• **ARBEITSAUFTRAG**
Bitte liste alle Handlungen der Frau auf, die die Erzählung nach dem Satz „Sie gehen.“ nennt.

• **VORLIEGENDER TEXT**
************
Das Knetgummi, in eine Plastiktüte gefüllt, folgt als letztes.
Dann läuft die Kleine in die Diele, nimmt von der Achtjährigen ihren Mantel entgegen und zieht ihn an.
Auch die Anderen sind aufgestanden, schieben die Stühle zurück an den Tisch, und bringen das benutzte Geschirr in die Küche.
Währenddessen gibt die Frau dem größeren Kind ein schmales Päckchen, in dem es verheißungsvoll klappert, und den letzten Umschlag, den sie noch in der Hand hatte.
Die Kleine schaut mit großen Augen, und bekommt ebenfalls ein mit einer Schleife verpacktes Geschenk, dass sie sofort auspackt- ein Stift ist darin, an dessen oberem Ende ein rosa Herz blinkt, wenn man mit ihm schreibt oder malt.
Die Kleine legt den Finger über den Mund, schaut die Frau an und sagt „Pssssst“- dann grinst sie verschwörerisch.
Zum Abschied nimmt die Frau sie in den Arm, und einen Moment lang stehen alle zusammen in der Diele, und lächeln- zum ersten Mal seit sie gekommen sind.
Sie gehen.
Die Frau schließt die Tür und schaut am Fenster zu, wie sie kleiner werden, bis alle verschwunden sind.
Dann dreht sie sich zum Tisch, und sammelt die Platzkarten ein, streicht sie glatt und öffnet die Schublade am Vertiko.
Eine Karte nach der anderen legt sie in die Lade.
Auf jeder Karte steht ein Name: "Lily".
Eine gute Nacht Euch allen,
L.
10 Kommentare:
Wow
Soo viele hätte ich nicht erwartet.
Ich hoffe es hat Dir gefallen...
Wenn du mitgezählt hast, wirst du merken, dass drei nicht gekommen sind :-)
************
• **ZEILEN**

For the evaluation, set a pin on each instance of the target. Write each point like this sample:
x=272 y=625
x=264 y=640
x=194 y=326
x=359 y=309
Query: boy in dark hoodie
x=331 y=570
************
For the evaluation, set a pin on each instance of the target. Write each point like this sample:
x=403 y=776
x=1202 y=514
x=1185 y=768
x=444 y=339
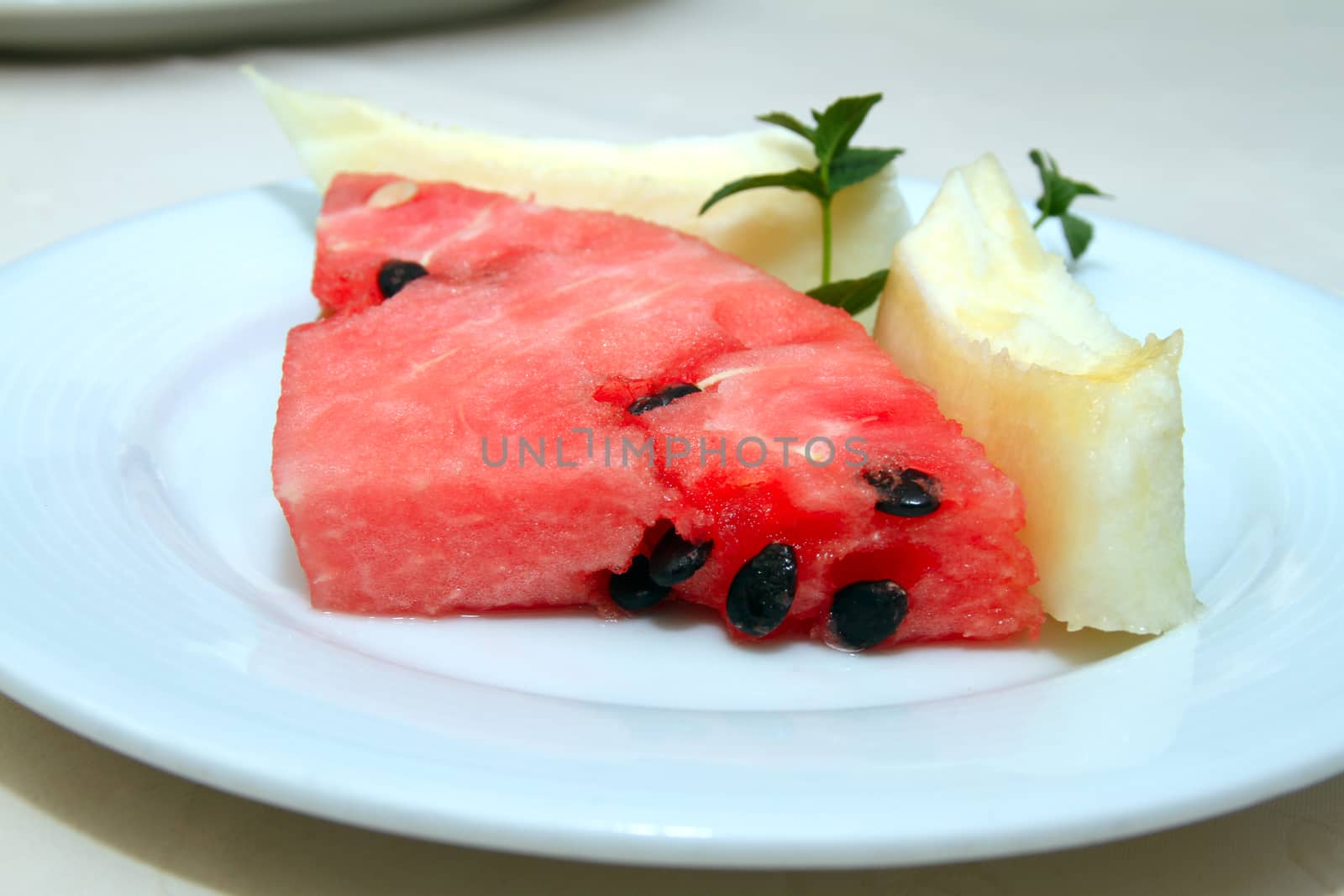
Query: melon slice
************
• **LÖSUNG**
- Sie schließt die Tür.
- Sie schaut am Fenster zu, wie die anderen kleiner werden, bis alle verschwunden sind.
- Sie dreht sich zum Tisch.
- Sie sammelt die Platzkarten ein.
- Sie streicht sie glatt.
- Sie öffnet die Schublade am Vertiko.
- Sie legt eine Karte nach der anderen in die Lade.